(Task brief) Change "occupancy model" to "scene model" in the listing, starting at the line that contains "the grass in the photo above." and ending at the line that contains "the tree in the photo above.". Write out only those lines, leaving everything else in them as it is.

Excerpts from point annotation data:
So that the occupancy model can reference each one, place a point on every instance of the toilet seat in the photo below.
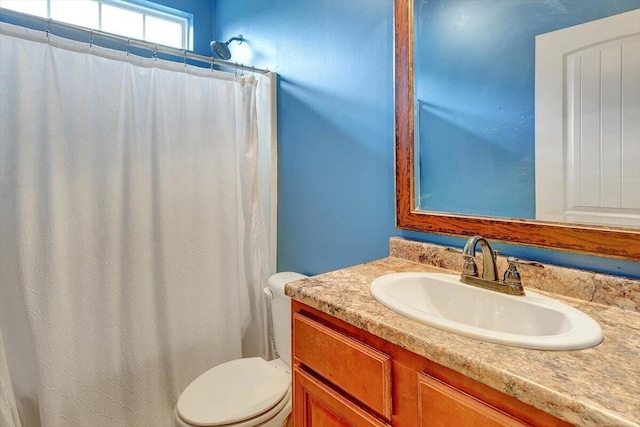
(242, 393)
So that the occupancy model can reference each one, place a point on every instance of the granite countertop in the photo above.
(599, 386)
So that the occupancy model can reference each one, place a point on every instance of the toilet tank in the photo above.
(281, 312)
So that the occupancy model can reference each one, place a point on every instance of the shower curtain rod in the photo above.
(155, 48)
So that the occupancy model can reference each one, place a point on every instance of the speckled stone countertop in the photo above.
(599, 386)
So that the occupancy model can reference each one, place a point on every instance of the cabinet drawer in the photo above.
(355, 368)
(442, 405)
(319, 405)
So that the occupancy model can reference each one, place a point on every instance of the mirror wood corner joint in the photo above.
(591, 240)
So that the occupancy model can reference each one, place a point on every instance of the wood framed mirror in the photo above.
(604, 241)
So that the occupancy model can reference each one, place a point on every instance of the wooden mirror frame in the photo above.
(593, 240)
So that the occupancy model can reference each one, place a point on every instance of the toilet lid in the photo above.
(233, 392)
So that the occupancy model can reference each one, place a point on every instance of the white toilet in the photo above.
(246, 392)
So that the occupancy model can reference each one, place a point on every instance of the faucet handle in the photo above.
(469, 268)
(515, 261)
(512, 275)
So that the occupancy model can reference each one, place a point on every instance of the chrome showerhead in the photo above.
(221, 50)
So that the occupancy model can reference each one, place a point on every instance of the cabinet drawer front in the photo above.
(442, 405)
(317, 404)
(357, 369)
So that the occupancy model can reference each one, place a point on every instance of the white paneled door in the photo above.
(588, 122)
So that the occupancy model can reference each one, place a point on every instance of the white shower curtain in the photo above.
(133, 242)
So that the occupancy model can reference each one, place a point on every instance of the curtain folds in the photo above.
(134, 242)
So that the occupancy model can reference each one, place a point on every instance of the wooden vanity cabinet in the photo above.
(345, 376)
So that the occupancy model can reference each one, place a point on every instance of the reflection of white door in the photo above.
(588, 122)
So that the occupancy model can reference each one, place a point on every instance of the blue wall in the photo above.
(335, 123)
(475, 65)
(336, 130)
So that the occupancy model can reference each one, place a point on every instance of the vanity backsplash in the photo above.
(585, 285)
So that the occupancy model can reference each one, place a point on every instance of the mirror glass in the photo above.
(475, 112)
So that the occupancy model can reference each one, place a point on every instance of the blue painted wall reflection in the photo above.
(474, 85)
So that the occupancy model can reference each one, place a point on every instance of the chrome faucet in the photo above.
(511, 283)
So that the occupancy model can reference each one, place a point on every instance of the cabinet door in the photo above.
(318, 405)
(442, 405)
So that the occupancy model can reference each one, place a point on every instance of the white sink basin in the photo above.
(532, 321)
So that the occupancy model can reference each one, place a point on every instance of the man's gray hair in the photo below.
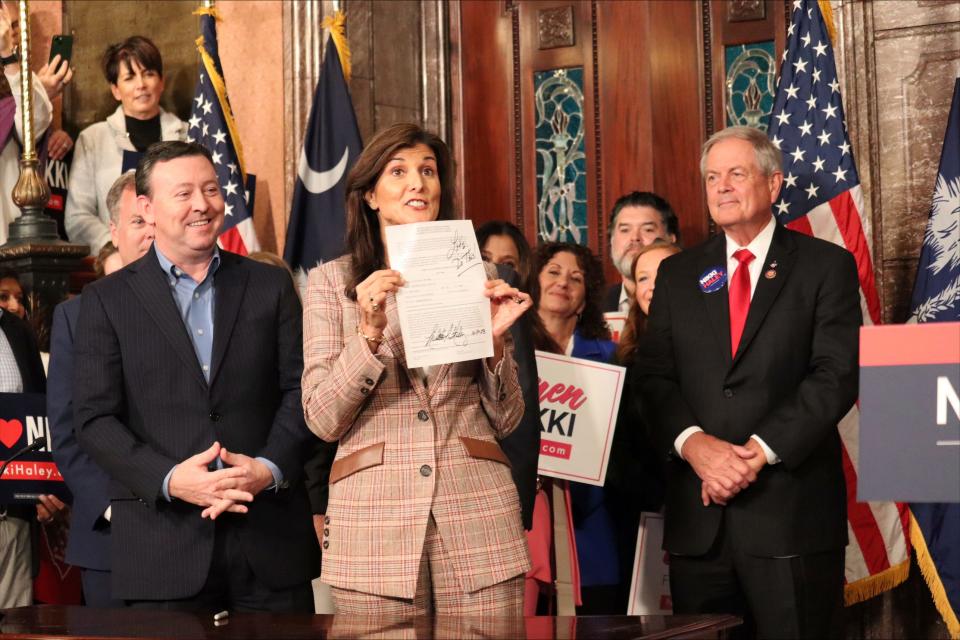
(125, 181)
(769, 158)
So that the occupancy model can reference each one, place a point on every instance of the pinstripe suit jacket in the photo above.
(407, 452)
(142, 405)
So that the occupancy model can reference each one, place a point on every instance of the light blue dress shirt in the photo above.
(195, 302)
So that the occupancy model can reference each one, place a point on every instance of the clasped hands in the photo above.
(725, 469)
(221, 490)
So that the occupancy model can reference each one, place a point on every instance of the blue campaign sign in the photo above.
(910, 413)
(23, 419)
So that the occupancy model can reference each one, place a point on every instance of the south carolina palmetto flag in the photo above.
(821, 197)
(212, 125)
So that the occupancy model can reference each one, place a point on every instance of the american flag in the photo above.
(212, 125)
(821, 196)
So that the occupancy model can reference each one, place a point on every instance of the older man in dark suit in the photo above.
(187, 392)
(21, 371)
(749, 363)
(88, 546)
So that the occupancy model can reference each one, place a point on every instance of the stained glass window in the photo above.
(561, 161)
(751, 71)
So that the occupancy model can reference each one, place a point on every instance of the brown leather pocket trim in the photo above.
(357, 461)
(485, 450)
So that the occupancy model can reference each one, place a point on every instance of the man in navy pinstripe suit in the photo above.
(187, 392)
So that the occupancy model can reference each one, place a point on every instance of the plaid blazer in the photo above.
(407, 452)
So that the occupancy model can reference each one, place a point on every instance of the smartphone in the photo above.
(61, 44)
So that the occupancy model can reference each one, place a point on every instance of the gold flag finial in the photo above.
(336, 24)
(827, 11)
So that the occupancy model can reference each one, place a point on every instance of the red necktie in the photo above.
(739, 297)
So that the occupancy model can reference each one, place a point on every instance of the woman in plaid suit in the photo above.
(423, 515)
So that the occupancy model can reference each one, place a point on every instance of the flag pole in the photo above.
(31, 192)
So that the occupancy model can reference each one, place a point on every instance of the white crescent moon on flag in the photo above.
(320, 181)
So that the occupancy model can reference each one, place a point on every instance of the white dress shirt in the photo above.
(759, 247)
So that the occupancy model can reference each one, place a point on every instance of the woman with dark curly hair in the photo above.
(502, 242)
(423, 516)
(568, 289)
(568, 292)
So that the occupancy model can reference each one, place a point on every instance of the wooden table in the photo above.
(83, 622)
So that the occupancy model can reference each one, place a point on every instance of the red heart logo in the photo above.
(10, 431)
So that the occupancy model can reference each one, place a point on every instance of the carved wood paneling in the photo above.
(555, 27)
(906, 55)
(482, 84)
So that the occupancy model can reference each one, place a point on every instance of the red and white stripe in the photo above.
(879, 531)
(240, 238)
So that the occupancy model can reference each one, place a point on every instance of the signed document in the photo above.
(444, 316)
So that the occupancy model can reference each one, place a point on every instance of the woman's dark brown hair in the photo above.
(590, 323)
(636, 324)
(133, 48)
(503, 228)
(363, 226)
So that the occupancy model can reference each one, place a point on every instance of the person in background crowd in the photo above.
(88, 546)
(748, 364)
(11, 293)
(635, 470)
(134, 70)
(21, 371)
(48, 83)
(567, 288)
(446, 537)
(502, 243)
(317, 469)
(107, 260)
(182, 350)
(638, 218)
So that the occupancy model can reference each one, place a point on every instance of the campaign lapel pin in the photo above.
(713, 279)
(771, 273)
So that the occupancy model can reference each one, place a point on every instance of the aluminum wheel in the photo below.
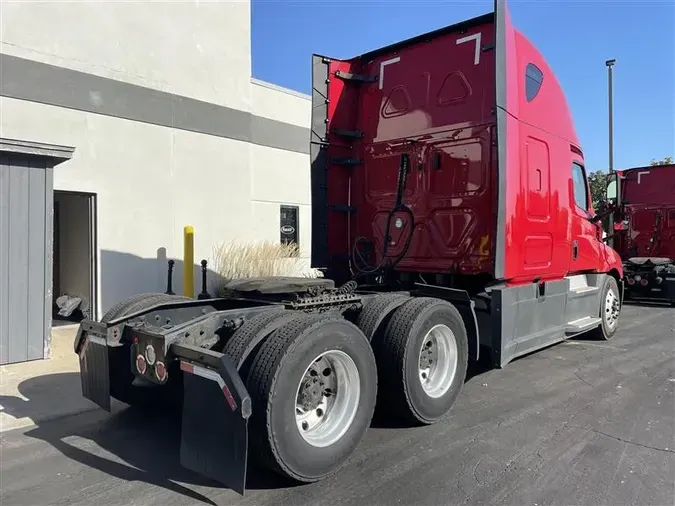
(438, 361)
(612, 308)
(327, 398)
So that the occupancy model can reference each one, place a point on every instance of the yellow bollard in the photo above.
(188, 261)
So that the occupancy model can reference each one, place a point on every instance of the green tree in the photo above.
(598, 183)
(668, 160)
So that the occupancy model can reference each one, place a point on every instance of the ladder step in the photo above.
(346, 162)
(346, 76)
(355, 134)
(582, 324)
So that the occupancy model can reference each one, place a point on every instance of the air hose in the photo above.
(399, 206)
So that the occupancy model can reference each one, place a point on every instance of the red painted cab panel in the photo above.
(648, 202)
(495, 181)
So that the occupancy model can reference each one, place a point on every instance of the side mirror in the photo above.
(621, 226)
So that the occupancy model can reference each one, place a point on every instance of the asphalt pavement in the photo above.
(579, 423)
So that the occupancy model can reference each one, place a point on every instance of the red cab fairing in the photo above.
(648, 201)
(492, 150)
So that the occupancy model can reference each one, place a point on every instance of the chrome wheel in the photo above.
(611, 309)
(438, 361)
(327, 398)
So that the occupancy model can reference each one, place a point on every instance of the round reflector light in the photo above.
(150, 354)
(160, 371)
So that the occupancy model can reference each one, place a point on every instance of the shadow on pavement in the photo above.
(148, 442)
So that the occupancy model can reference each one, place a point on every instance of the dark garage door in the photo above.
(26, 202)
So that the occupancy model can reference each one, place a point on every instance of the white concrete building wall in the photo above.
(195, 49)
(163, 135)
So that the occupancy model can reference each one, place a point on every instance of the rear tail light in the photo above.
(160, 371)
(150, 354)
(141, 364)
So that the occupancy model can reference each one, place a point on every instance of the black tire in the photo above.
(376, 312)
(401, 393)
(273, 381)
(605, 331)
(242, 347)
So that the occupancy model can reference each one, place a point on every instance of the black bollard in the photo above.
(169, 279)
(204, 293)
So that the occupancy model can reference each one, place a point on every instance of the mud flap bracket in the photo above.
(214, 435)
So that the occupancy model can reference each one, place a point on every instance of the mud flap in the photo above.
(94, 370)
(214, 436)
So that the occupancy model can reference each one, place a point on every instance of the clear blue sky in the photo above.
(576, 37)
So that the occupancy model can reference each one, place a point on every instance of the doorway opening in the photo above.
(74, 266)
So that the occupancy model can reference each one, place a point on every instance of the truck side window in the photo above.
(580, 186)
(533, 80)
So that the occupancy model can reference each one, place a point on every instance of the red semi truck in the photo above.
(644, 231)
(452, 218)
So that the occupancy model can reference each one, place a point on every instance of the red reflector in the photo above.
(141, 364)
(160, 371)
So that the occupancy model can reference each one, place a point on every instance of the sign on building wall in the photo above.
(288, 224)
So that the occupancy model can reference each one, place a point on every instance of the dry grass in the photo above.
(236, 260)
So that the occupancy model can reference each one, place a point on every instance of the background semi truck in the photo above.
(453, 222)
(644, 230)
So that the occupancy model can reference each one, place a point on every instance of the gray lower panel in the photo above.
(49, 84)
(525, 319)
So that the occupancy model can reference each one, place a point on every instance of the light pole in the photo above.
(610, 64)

* * *

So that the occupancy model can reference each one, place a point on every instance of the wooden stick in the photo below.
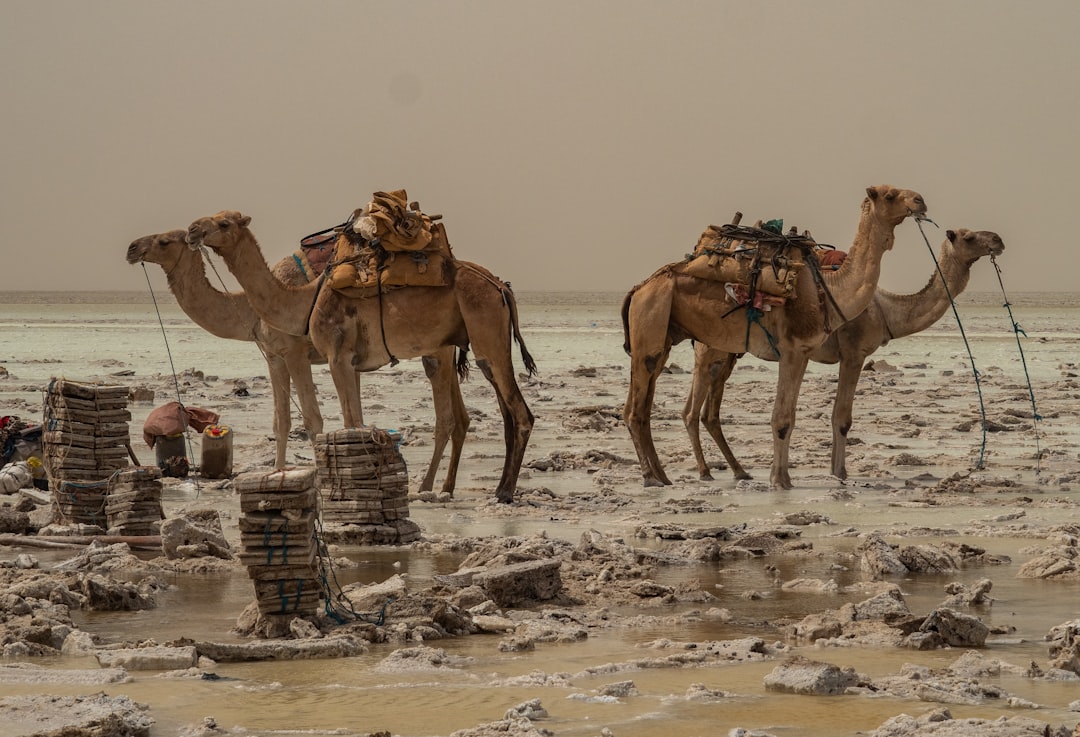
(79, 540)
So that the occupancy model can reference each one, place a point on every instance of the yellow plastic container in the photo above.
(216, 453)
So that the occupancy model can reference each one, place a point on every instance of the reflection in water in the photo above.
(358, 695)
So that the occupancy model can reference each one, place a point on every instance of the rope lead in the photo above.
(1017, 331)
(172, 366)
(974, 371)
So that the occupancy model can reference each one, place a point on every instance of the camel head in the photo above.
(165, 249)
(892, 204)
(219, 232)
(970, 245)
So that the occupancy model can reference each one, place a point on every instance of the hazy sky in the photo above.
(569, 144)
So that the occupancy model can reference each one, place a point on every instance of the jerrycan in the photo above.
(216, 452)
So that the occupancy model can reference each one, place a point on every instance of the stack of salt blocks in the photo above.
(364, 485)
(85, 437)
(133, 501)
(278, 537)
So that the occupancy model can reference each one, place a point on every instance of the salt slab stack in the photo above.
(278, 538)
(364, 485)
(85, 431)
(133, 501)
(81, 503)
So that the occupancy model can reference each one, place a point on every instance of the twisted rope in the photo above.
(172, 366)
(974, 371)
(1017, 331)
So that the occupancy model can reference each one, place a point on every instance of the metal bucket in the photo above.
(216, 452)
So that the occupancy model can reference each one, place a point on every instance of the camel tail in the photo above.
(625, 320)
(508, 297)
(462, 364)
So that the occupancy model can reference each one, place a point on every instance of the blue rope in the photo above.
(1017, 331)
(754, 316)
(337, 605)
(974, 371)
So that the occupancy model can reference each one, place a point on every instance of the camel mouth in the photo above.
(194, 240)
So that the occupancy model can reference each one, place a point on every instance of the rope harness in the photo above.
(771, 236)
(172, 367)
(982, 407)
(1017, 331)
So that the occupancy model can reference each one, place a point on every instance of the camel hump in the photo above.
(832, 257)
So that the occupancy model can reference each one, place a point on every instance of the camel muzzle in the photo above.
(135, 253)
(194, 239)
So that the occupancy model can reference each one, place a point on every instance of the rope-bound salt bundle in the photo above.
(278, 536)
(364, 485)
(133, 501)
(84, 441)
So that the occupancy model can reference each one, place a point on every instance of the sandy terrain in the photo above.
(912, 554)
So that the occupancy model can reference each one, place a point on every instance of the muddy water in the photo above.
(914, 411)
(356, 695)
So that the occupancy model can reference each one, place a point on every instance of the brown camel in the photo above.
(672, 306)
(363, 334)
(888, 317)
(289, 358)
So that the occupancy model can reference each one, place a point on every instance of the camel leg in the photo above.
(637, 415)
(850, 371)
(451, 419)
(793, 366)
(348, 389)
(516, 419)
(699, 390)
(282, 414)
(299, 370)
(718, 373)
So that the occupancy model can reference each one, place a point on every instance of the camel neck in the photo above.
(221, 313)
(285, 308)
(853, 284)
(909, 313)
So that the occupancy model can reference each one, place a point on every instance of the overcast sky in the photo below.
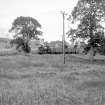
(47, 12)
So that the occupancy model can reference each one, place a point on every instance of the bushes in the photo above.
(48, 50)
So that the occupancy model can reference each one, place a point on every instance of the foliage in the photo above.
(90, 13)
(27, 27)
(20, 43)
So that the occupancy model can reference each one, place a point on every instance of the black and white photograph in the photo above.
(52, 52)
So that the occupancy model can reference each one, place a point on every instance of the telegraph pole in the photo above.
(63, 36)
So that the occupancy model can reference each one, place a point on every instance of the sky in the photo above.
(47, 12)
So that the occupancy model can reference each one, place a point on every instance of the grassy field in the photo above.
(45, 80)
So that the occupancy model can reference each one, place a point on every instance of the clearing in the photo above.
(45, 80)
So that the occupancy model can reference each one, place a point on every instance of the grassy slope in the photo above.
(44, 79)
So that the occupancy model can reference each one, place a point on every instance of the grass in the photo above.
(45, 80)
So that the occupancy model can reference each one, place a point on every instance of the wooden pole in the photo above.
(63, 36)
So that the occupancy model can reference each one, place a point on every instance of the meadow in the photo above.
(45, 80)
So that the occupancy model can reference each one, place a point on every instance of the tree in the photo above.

(Result of the exercise)
So that the scene model can reference each one, place a point on every instance of the grass in the photo above.
(45, 80)
So that the scene model can reference each one, place a point on every instance of the wooden pole in the photo above.
(63, 36)
So that the scene model can reference each one, place a point on every instance of the meadow in the photo above.
(45, 80)
So that the scene model can reference each one, place a point on every instance of the tree in the photo above.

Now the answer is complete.